*Problem to work on*.
Repeat every entry word for word, but leave the images out of your copy.

━━━ Material provided ━━━

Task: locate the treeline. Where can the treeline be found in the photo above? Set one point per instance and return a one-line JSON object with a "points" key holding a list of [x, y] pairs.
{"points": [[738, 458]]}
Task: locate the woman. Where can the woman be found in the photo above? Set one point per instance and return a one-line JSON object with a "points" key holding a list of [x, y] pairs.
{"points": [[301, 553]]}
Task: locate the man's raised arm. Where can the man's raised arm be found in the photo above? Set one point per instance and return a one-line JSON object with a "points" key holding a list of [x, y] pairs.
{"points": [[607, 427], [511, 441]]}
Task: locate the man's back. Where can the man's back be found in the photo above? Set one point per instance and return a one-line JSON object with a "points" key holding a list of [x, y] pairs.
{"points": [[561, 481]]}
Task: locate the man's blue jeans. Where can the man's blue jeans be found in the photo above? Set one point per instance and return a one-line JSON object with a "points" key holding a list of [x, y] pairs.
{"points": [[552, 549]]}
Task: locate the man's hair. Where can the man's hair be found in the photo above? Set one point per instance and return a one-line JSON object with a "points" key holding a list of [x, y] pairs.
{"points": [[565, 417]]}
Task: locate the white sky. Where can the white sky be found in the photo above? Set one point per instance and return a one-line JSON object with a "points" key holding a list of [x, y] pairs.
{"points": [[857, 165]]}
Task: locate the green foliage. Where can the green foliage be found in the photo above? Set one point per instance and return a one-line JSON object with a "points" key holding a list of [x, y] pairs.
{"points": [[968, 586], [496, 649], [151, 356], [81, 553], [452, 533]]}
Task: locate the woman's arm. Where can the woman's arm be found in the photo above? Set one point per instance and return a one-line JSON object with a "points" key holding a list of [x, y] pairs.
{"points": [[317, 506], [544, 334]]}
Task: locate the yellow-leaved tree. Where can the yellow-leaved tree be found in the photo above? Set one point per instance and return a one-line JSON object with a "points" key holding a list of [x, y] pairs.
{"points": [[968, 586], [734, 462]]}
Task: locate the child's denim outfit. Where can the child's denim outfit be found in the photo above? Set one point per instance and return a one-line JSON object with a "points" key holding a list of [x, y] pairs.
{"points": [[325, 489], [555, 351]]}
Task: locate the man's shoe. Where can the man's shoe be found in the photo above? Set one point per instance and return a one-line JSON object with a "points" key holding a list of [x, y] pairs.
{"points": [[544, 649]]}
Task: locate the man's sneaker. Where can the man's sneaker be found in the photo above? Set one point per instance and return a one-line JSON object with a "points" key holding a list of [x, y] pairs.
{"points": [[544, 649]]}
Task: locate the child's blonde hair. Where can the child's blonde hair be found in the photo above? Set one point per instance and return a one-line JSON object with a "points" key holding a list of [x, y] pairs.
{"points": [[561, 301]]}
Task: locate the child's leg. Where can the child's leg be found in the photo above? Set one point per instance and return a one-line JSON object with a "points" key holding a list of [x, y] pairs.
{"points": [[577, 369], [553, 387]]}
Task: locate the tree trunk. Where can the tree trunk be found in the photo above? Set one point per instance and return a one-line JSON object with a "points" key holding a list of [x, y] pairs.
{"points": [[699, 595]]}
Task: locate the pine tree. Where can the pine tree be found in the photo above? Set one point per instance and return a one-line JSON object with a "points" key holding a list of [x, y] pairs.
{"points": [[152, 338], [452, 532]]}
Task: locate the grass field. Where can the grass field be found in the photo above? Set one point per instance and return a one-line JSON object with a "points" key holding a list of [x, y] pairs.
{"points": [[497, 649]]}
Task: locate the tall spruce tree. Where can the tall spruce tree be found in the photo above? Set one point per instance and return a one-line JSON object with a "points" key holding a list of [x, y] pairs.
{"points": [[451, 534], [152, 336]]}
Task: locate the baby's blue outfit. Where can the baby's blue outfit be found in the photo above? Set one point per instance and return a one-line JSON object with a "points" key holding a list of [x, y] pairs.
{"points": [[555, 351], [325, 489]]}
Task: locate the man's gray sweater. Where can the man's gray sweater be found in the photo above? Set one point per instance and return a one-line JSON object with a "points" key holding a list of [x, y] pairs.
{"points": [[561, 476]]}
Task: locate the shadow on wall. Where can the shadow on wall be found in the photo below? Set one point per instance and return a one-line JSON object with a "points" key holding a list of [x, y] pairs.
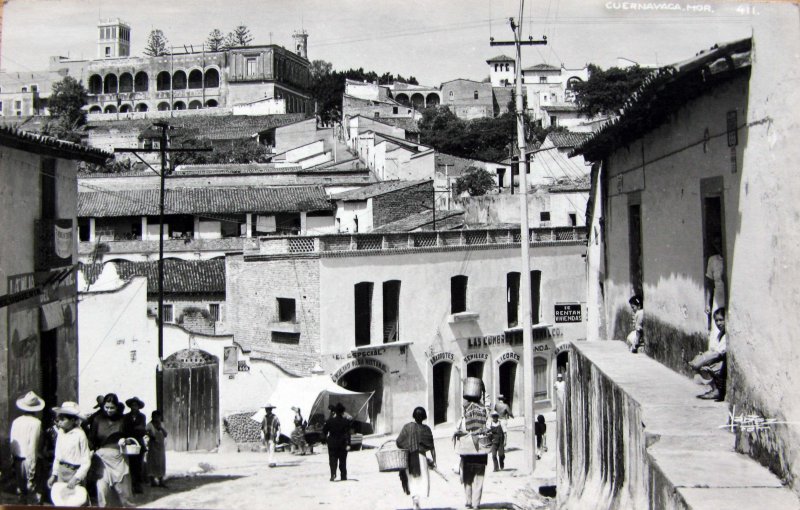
{"points": [[663, 342]]}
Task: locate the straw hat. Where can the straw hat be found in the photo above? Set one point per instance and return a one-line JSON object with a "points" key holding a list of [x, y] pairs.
{"points": [[30, 402], [134, 400], [68, 409], [62, 495]]}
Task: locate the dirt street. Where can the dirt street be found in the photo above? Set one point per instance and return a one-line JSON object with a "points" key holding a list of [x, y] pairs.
{"points": [[229, 479]]}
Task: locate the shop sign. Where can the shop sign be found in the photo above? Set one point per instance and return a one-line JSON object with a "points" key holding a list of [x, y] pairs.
{"points": [[510, 355], [568, 312], [476, 356], [442, 356], [360, 354], [356, 363]]}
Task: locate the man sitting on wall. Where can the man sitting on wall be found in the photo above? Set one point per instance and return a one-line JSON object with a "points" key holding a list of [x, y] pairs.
{"points": [[712, 363]]}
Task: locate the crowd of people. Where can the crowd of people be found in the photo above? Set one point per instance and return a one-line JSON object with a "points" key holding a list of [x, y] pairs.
{"points": [[105, 456]]}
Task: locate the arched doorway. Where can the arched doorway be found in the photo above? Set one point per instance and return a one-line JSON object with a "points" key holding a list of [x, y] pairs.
{"points": [[368, 379], [442, 386], [510, 386]]}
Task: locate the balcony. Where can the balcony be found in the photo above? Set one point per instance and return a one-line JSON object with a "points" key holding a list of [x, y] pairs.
{"points": [[329, 245]]}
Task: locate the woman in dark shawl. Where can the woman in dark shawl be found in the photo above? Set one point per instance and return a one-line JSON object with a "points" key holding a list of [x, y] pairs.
{"points": [[417, 439]]}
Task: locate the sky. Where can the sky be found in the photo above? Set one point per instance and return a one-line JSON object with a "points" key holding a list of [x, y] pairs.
{"points": [[432, 40]]}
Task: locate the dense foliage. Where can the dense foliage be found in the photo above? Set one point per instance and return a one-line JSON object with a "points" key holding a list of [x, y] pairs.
{"points": [[607, 90], [66, 109], [157, 44], [475, 181], [327, 85]]}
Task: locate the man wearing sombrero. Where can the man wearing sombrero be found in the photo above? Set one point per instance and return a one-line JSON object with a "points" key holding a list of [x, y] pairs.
{"points": [[24, 438]]}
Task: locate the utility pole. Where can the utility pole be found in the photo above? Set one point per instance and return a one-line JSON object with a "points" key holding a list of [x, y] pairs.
{"points": [[163, 150], [529, 447]]}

━━━

*Written solution*.
Task: locate the treeline. Where can the treeline be found in the photo above? Set one point per instance and return a one-line JSON object with a "points" key holding a list of [x, y] pairs.
{"points": [[738, 458]]}
Task: locate the woman. Where can the woman be found in the photo above? Set one point per instance and return a one-line JSON object with a "points" key holding a list of [x, y] pairs.
{"points": [[301, 553]]}
Task: locate the man's raised arm. Where can the man's raised arm be found in the photo above? Set one point per instance and return a one-line JSON object with a "points" key holding a list of [x, y] pairs.
{"points": [[607, 427], [511, 441]]}
Task: locate the man's back. Where can the man's back be found in the photo above? Set one point per instance and return a one-line JSON object with a "points" key holding a list of [x, y] pairs.
{"points": [[561, 481]]}
Task: locate the man's blue jeans. Where can the man's blue jeans be found in the photo above? Set one point per instance and return a one-line JSON object with a "points" key holding a list of [x, y] pairs.
{"points": [[552, 549]]}
Task: locate the man's hair. Where can the man's hair be found in the photo above? Set one point per instance and return a one-line JSON object with a "points" key holding a list of [x, y] pairs.
{"points": [[565, 417]]}
Task: locate the white sky. Where can the white sky be found in the photo above? Set one point per instance and return a one-line JSON object with a "points" key holding a list of [x, y] pairs.
{"points": [[857, 165]]}
Task: locate the green foliage. Where can the green foliage be found in the photo above? Set one point per instance and return a one-line JSON object with a "points" key holding a list of [x, y] pairs.
{"points": [[968, 586], [496, 649], [151, 356], [81, 553], [452, 533]]}
Task: locate the woman's arm. Where can the woman's arm be found in the photo above? Set one point per instance and return a one-line JSON object with a "points" key holding a list of [x, y] pairs.
{"points": [[317, 506], [544, 334]]}
Task: locate the yellow-leaved tree. Where can the yellow-leaved tree be found in the photo above? Set one point per instance and return a one-line JSON object with a "points" key holding a list of [x, y] pairs.
{"points": [[968, 586], [734, 462]]}
Task: locate the child's denim outfit. Where can the child's denim outfit be found in the photo above? Set one point per instance and return a one-line JSON object with a "points" key holding a list of [x, y] pairs.
{"points": [[325, 489], [555, 351]]}
Task: locate the man's shoe. Where can the man's shoe be found in the photo above? Set one point per instance and return a one-line JSON object with a "points" key holding a list of [x, y] pairs.
{"points": [[544, 649]]}
Task: locate the man's sneaker. Where can the man's sneaker be found in the photo above? Set one point per instance and return a one-line JSON object with a "points" key holding a list of [x, y] pairs.
{"points": [[544, 649]]}
Task: locate the child's blonde hair. Where can the child's blonde hair be found in the photo above? Set one point per instance and return a one-line JSON object with a "points" key holding a list of [x, y] pairs.
{"points": [[561, 301]]}
Task: locate the child's leg. Where can the child's leg be found in the photo above? Set one point per instance and return a one-line JSON object with a "points" key holding a list of [x, y] pairs.
{"points": [[577, 369], [553, 387]]}
Task: locate the tree trunk. Where can the tree trunk be found in the photo above? Set one point per instance and return a one-line JSON object with a "points" key holding a list of [x, y] pairs.
{"points": [[699, 595]]}
Task: locate the pine tree. Where can the pine tree be found in the photo above? Set one point per instance and return a one-line JSON object with a "points" key holding a list of [x, y] pairs.
{"points": [[152, 338], [452, 532]]}
Task: locate the grass field. Where can the grass field be found in the photo above? Set one point per instance and return a one-line JSON object with a "points" key holding a list of [x, y] pairs.
{"points": [[497, 649]]}
Task: locate the tall spruce tree. Where can the tall spruce tree be found in the photo above? Set one point per instance and return a one-line JSON object with a "points" key holding a list of [x, y] pairs.
{"points": [[451, 534], [152, 336]]}
Task: locate the baby's blue outfit. Where can the baby's blue outfit be found in the photo above? Set one point per instance and return a one-line JSON object with a "points" key holding a list of [x, y] pairs.
{"points": [[555, 351], [325, 489]]}
Task: locate the man's gray sweater. Where can the man's gray sweater be found in the photo above? Set one point per instance and return a one-line JSON object with a "points" key holding a list of [x, y] pairs.
{"points": [[561, 476]]}
Task: locate the shadow on wall. Where can the shadow on wall be found in the photo below? Set one point per instance and return a one-line JSON object with a "points" key holding a list of [x, y] pairs.
{"points": [[663, 342]]}
Task: locate the straw hat. Where can the straw hat be found in the photo above? Set one point per instance and return a one-line JSON object with a "points" key holding a list of [x, y] pairs.
{"points": [[30, 402], [134, 400], [68, 409], [62, 495]]}
Task: locate the dirt street. Where can the dirt street be found in the photo above? Set one point per instance and return a one-line JSON object with a "points" key holding a list of [x, y] pairs.
{"points": [[229, 479]]}
Task: locate the shop sign. Where can the shop sign be found in the photo above? Set one point per instance and return a one-line JSON object with a "points" key holding a list of [x, y] pairs.
{"points": [[510, 355], [568, 312], [476, 356], [442, 356], [360, 354], [356, 363]]}
Task: locate the man sitting on wall. Where can the man sitting on wall be found in the photo above? Set one point per instance and return a one-line JSON object with a "points" key holding a list of [x, y] pairs.
{"points": [[712, 363]]}
Task: locate the crowd of people. Where can the crowd of people be found in the photo above? Set one point per instance and return a one-line JSON object with a "points" key holding a list of [x, y] pairs.
{"points": [[105, 456]]}
Task: locate the arched doorway. Where can the arched doorway be found in the photo above? Set one point per instance and return a one-line JSON object with a "points" key holding a list of [x, y] pairs.
{"points": [[368, 379], [442, 386], [510, 386]]}
Task: locate the balcony. Where can the balcony be found in the photo above? Set one point per instance and return a one-line JSON object with a "points" key holding a list of [x, y] pairs.
{"points": [[329, 245]]}
Task: locate the woman in dark shawl. Where can the woman in dark shawl be found in the photo above? Set one point per instance and return a one-line JSON object with a "points" key holding a list of [x, y] pairs.
{"points": [[417, 439]]}
Task: locate the sky. Where can the sky be found in the photo above? Set one point per instance and return a one-line JSON object with a "points" key holding a list of [x, y] pairs.
{"points": [[432, 40]]}
Task: locate the dense foliage. Where can the dense foliage be found in the photo above? Set one point per instance and return a one-line JSON object with a "points" key holding a list of [x, y] pairs.
{"points": [[607, 90], [66, 109], [157, 44], [475, 181], [327, 85]]}
Task: locate the man wearing sombrero. Where can the man wearing sombrero be found in the photo above? Set one point per instance and return a one-line JSON object with a "points" key holding a list of [x, y] pairs.
{"points": [[24, 438]]}
Task: locate the utility pole. Where can the utility pole be found in the photo above? Set one point per instance and return a one-line JSON object with a "points" key holding a list of [x, y] pairs.
{"points": [[163, 150], [529, 447]]}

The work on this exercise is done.